Le bonheur (n’est pas toujours drôle) de Pierre Maillet se propose comme une vaste et réjouissante exploration de l’œuvre cinématographique de Rainer Werner Fassbinder.
Pierre Maillet n’a plus à prouver son affinité avec Fassbinder. Il a déjà monté bon nombre de pièces de théâtre et s’attaque désormais à l’oeuvre cinématographique du réalisateur allemand, en portant à la scène pas moins de trois scénarios de films mis bout à bout : Le Droit du plus fort, Maman Küsters s’en va au ciel, et Tous les autres s’appellent Ali, tous trois sortis au cours de l’année 1974-75.
Il faut reconnaître un net déséquilibre dans le traitement des trois opus. Si les deux premiers traînent un peu en longueur, le dernier se voit bien trop vite expédié à la fin des trois heures trente que compte le spectacle entracte compris. C’est dommage car c’est celui qui paraît pourtant le plus intéressant. Sa fable mal aimable narrant l’amour impossible car dérageant pour la bonne société d’une femme âgée et d’un jeune ouvrier émigré marocain est édifiante. Elle est tout ce que pourfendait Fassbinder à son époque, à savoir la petitesse, la médisance, la suffisance ordinaires.
Disparu à l’âge de 37 ans, l’enfant terrible du cinéma allemand n’a eu de cesse au cours d’une production aussi courte qu’intense (quelques quarante films en quinze ans) de dépeindre l’Allemagne de l’après-guerre, brocarder son esprit petit-bourgeois, ses valeurs éculées, hostiles, intolérantes et prendre partie pour les laissés pour compte, prolétaires, homosexuels, étrangers et autres « minorités ». L’adaptation théâtrale de son oeuvre par Pierre Maillet qui passe parfois pour trop légère fait néanmoins entendre toute l’acuité et l’actualité d’une pensée forte, subversive, qui lève les tabous et pointe les injustices du monde d’hier comme d’aujourd’hui. Sur le plateau, l’ambiance joyeuse et trépidante d’un cabaret flirtant avec le boulevard vivifie le propos de Fassbinder. L’excentricité l’emporte un peu trop sur la cruauté, la dureté, la violence des situations montrées.
Dix énergiques comédiens – dont plusieurs issus de l’École de la Comédie de Saint-Étienne – campent plus de 60 personnages et passent avec dextérité de l’un à l’autre. Dans un vertige permanent, ils changent de rôles comme de costumes, enfilent sans cesse une quantité invraisemblable de nippes et de perruques quand ils ne sont pas (trop souvent) dénudés. Pierre Maillet s’est offert le plaisir de restituer Fassbinder dans son jus et cultive une esthétique pop année 70 flamboyante.

=====

### Questions et tâches
1: Énumérez les titres des films de Fassbinder que, selon la critique, Pierre Maillet porte à la scène.
2: Citez le passage de la critique allant de « Il faut reconnaître » jusqu'à « la suffisance ordinaires. ».
Les enregistrements ne sont d'aucune utilité pour ce travail.

(Entrées d'étiquetage de l'emplacement des images)
=====

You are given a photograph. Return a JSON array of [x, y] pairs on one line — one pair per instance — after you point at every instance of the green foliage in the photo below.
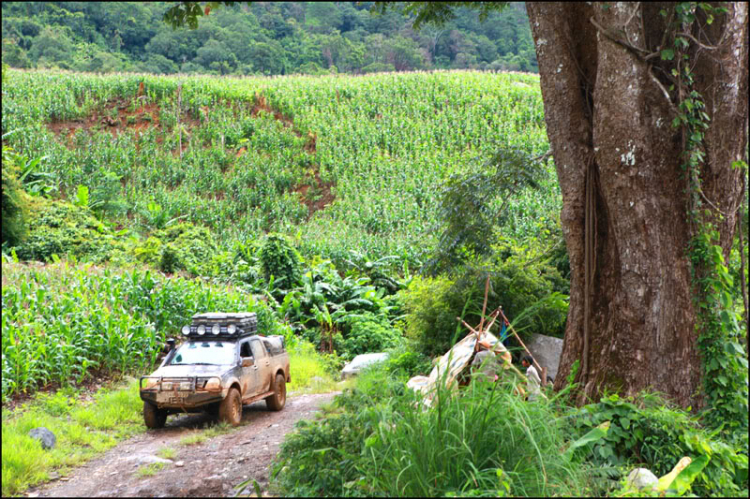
[[83, 430], [13, 202], [472, 205], [244, 171], [369, 333], [724, 360], [524, 284], [647, 432], [373, 442], [60, 322], [432, 306], [280, 261], [260, 38], [57, 228]]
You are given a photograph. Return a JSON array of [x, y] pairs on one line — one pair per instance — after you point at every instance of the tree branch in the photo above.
[[638, 52]]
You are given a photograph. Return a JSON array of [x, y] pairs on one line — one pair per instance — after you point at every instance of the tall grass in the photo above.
[[383, 143], [475, 442], [82, 431], [482, 440]]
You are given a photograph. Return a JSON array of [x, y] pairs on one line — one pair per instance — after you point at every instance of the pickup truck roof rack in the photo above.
[[222, 325]]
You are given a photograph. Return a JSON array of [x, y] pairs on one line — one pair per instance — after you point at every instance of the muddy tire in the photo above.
[[230, 410], [213, 410], [276, 401], [153, 416]]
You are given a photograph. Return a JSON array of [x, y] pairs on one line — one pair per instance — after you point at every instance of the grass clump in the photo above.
[[148, 470], [311, 371], [482, 440], [167, 453], [193, 439], [82, 431]]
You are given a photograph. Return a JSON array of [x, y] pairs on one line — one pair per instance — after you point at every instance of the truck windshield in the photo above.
[[205, 353]]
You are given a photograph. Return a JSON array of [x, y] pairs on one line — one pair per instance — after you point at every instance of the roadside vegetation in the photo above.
[[485, 440], [353, 215]]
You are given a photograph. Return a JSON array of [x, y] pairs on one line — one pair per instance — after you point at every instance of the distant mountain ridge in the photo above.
[[269, 38]]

=====

### Les solutions
1: Le Droit du plus fort ; Maman Küsters s'en va au ciel ; Tous les autres s'appellent Ali

2:
Il faut reconnaître un net déséquilibre dans le traitement des trois opus. Si les deux premiers traînent un peu en longueur, le dernier se voit bien trop vite expédié à la fin des trois heures trente que compte le spectacle entracte compris. C’est dommage car c’est celui qui paraît pourtant le plus intéressant. Sa fable mal aimable narrant l’amour impossible car dérageant pour la bonne société d’une femme âgée et d’un jeune ouvrier émigré marocain est édifiante. Elle est tout ce que pourfendait Fassbinder à son époque, à savoir la petitesse, la médisance, la suffisance ordinaires.